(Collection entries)
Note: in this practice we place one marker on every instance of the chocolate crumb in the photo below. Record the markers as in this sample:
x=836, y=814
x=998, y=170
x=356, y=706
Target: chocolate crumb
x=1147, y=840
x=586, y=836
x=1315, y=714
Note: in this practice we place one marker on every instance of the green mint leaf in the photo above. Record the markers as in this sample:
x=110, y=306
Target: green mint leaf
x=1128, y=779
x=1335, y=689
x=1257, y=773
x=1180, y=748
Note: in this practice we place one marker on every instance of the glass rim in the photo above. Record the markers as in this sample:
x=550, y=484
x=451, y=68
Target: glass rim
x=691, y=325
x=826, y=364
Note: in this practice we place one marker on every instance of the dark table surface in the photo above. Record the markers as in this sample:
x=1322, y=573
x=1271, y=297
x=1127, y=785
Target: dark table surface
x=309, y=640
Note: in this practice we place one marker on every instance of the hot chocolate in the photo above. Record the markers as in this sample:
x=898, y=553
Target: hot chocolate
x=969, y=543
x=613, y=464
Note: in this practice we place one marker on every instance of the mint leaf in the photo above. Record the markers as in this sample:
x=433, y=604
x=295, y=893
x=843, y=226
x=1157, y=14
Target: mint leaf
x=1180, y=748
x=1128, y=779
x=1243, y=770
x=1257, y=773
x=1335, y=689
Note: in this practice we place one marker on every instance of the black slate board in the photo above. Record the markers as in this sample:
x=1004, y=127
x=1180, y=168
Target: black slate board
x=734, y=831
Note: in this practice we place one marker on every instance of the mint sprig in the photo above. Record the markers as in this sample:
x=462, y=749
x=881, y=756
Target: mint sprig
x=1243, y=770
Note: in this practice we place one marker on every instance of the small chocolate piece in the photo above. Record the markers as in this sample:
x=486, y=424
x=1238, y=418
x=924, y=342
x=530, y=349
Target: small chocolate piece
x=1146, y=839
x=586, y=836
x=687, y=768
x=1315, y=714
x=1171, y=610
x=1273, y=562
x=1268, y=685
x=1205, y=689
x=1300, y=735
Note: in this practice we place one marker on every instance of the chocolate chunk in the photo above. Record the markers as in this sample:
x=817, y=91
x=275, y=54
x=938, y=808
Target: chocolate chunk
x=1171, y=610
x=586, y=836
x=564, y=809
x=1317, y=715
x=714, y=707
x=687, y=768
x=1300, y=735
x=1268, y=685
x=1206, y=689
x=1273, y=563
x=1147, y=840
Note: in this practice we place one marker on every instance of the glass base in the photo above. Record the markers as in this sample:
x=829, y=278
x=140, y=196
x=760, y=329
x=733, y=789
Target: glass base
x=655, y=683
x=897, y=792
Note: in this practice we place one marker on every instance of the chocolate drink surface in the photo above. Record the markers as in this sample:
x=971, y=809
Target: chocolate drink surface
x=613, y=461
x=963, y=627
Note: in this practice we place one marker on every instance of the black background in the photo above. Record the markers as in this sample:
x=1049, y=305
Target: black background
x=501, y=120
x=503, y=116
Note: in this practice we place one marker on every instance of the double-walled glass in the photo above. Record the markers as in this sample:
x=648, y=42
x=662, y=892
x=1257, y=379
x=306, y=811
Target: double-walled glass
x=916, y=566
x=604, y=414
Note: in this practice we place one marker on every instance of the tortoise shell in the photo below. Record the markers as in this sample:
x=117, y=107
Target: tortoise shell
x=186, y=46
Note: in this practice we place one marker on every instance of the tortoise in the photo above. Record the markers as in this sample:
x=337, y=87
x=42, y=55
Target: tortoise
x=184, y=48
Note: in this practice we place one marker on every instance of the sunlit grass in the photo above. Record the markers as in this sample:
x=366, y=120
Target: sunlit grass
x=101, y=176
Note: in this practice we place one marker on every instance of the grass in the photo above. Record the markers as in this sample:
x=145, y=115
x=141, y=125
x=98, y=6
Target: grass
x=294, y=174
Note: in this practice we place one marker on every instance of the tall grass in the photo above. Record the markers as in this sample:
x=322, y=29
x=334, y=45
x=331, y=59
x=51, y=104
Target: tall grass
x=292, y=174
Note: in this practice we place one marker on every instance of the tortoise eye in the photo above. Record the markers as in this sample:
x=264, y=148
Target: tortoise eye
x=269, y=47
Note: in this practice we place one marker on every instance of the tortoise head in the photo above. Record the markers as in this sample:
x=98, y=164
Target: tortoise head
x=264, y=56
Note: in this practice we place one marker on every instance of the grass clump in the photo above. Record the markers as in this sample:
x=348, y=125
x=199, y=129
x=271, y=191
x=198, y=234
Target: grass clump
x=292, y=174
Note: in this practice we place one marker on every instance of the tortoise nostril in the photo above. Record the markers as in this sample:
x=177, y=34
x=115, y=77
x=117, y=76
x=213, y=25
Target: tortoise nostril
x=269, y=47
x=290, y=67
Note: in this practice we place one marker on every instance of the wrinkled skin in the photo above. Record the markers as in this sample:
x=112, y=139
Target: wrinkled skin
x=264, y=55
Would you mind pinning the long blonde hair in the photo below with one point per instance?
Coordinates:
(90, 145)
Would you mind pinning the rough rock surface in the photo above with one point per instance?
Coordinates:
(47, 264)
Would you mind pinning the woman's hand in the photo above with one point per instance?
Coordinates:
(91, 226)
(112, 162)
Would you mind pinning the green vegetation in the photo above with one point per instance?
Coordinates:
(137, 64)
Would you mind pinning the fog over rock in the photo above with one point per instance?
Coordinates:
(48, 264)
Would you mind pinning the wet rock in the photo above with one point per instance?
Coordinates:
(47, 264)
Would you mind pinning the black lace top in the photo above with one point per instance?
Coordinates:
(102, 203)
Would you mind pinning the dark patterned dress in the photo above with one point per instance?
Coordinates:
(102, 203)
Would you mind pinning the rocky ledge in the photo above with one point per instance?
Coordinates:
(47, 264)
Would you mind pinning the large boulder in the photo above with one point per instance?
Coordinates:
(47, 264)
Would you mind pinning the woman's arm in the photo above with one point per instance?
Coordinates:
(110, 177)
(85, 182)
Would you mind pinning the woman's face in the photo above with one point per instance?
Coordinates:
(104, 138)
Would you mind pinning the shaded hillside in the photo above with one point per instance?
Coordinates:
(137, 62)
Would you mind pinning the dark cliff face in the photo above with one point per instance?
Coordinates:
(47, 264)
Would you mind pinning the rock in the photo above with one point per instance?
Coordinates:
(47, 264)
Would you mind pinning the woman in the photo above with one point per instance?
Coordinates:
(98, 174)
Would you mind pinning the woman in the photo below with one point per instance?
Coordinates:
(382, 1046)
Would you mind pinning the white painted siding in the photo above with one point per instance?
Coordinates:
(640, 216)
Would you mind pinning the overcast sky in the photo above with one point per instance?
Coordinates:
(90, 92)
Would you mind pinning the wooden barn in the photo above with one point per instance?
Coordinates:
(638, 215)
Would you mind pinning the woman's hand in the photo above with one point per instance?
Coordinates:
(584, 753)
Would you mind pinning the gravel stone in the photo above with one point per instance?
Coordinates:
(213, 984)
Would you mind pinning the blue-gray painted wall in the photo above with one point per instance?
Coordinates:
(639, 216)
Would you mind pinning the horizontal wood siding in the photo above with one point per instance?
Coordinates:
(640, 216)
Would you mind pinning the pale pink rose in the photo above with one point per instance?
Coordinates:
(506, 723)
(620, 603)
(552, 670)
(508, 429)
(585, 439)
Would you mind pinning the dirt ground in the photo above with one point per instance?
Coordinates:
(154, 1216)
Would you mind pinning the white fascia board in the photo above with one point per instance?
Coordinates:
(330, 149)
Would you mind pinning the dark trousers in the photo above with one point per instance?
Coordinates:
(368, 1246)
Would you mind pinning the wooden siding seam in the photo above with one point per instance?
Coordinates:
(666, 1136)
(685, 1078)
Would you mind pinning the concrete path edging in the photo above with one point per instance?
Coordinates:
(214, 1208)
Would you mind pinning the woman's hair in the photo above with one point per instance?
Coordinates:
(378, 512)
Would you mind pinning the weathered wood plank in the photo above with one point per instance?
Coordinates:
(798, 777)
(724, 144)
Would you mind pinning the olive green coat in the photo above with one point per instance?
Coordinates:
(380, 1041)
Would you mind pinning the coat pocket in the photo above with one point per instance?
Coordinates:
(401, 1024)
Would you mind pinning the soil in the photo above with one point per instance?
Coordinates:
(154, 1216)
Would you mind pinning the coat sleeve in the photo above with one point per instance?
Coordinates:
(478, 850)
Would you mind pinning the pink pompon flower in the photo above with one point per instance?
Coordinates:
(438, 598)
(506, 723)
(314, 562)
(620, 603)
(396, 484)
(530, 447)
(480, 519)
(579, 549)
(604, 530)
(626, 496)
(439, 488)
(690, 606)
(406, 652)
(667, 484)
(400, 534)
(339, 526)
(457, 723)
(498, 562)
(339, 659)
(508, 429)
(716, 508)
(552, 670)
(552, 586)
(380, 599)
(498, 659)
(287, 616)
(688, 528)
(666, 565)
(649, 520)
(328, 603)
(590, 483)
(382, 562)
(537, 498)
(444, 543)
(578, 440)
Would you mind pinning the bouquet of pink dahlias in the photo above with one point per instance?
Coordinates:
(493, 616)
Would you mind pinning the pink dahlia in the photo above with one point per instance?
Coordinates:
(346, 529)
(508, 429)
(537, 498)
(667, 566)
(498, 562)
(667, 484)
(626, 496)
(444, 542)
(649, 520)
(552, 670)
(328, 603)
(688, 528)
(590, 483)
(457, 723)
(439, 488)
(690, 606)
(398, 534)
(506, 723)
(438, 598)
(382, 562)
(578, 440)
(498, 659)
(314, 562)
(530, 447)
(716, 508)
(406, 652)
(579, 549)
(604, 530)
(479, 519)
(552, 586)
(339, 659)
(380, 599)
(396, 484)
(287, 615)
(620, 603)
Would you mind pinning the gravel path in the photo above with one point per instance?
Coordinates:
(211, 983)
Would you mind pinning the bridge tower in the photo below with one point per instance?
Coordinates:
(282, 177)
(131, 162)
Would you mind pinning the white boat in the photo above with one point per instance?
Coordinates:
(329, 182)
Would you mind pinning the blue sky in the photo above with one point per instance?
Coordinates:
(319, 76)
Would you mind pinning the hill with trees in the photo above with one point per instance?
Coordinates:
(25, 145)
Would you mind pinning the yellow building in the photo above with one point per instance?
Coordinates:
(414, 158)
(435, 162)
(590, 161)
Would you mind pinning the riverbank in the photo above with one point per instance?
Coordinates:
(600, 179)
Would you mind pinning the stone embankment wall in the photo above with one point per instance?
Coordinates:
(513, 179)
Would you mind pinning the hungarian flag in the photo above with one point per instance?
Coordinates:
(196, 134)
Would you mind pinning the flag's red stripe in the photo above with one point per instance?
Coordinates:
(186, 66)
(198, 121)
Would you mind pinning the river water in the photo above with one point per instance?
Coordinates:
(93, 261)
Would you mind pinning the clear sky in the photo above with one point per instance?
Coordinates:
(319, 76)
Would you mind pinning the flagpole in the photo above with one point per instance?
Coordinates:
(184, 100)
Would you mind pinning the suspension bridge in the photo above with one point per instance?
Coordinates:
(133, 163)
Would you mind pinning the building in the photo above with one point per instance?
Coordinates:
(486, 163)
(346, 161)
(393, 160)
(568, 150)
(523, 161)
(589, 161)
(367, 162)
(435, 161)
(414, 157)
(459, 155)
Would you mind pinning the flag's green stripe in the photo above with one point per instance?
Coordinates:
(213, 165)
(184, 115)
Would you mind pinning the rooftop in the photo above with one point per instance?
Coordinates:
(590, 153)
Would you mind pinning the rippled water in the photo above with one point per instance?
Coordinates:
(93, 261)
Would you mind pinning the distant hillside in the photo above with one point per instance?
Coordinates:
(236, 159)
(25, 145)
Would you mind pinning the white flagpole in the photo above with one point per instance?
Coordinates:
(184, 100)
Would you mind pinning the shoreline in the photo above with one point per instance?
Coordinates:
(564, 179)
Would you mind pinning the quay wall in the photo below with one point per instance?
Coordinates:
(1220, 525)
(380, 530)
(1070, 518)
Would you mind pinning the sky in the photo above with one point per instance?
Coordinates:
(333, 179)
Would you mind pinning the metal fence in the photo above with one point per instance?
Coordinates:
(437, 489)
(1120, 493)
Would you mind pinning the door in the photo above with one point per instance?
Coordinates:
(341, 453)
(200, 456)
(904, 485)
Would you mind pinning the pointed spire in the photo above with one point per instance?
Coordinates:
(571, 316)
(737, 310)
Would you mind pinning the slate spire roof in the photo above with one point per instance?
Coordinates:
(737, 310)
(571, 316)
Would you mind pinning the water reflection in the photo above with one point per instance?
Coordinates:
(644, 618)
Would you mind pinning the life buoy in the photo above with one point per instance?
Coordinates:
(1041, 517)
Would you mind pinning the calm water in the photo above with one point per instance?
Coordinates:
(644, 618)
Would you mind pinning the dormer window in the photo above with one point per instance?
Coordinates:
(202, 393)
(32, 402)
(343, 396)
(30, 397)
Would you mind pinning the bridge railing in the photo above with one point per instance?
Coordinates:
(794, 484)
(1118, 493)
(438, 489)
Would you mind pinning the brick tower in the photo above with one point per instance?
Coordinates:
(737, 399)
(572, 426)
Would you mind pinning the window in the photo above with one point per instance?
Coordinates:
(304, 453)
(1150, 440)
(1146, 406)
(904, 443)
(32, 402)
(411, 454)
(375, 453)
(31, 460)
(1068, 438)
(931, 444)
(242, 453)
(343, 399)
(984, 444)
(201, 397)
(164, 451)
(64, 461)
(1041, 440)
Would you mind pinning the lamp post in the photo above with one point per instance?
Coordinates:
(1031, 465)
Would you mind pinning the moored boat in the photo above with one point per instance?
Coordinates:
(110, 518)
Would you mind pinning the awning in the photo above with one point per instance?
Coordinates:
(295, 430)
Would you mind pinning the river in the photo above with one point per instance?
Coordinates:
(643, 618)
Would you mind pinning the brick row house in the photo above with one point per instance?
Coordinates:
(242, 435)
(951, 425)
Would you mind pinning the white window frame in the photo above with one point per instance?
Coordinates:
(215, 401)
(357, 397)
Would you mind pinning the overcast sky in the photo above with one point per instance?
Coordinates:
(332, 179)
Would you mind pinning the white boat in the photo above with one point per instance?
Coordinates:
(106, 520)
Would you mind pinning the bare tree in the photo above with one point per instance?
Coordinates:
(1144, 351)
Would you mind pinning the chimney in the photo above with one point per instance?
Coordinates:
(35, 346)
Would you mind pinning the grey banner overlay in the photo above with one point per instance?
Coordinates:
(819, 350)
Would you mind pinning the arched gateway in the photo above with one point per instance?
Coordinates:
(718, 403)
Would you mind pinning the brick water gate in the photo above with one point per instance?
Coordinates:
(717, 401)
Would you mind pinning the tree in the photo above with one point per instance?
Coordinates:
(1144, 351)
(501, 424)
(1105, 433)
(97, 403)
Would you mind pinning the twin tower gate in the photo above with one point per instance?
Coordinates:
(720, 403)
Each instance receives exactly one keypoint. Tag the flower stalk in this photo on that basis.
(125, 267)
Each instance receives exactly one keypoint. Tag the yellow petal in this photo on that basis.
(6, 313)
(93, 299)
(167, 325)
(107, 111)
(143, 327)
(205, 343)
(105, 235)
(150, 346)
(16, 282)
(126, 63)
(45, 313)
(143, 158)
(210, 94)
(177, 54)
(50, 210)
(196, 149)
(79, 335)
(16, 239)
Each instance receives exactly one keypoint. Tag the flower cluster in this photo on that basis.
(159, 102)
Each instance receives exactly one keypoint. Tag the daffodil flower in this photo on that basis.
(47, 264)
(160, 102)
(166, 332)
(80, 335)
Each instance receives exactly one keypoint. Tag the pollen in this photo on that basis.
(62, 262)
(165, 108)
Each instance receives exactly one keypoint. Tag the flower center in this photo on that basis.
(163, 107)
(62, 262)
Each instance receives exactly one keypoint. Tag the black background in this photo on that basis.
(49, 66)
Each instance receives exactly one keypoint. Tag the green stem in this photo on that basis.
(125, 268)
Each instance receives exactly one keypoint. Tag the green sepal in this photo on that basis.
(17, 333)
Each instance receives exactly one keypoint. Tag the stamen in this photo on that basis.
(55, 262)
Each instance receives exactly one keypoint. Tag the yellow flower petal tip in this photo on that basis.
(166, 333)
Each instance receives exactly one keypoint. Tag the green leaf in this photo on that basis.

### The task
Please reproduce exactly the lines from the first one of the records above through the line containing "x=530, y=349", both included, and nothing else.

### Task output
Note: in this practice we place one marker on every instance of the chocolate crumb in the photo below. Record the markers as in this sample:
x=836, y=814
x=998, y=170
x=356, y=706
Target: chocolate crumb
x=1147, y=840
x=586, y=836
x=1315, y=714
Note: in this practice we place one marker on every instance of the green mint leaf in the photo above. Record the markers as in this sample:
x=110, y=306
Target: green mint leaf
x=1128, y=779
x=1335, y=689
x=1257, y=773
x=1180, y=748
Note: in this practice we place one marker on every instance of the glass rim in the photo above. Record the markers as in this sample:
x=550, y=484
x=451, y=68
Target: glass rim
x=691, y=325
x=826, y=364
Note: in this practice we place one marker on every instance of the dark table surface in the photo above. Record the markers as in this sample:
x=1322, y=573
x=1271, y=297
x=1127, y=785
Target: dark table surface
x=309, y=640
Note: in this practice we place one marker on every instance of the hot chocolate in the photo above. Record the markers as in this sample:
x=898, y=553
Target: hot chocolate
x=969, y=543
x=613, y=464
Note: in this practice we place one marker on every instance of the mint leaf in the photo above. Record the markers as in this sample:
x=433, y=604
x=295, y=893
x=843, y=226
x=1157, y=14
Target: mint leaf
x=1180, y=748
x=1128, y=779
x=1243, y=770
x=1257, y=773
x=1335, y=689
Note: in this practice we place one marker on every instance of the black slate board in the photo above. Record the markers as in this sample:
x=1004, y=127
x=1180, y=168
Target: black slate board
x=734, y=831
Note: in this practice we place one marker on every instance of the mint sprig in the photo above. Record the markers as in this sample:
x=462, y=749
x=881, y=756
Target: mint sprig
x=1243, y=770
Note: in this practice we place one marker on every instance of the small chocolate piece in the photo above. Record the markers as in this sample:
x=486, y=424
x=1238, y=418
x=924, y=342
x=530, y=349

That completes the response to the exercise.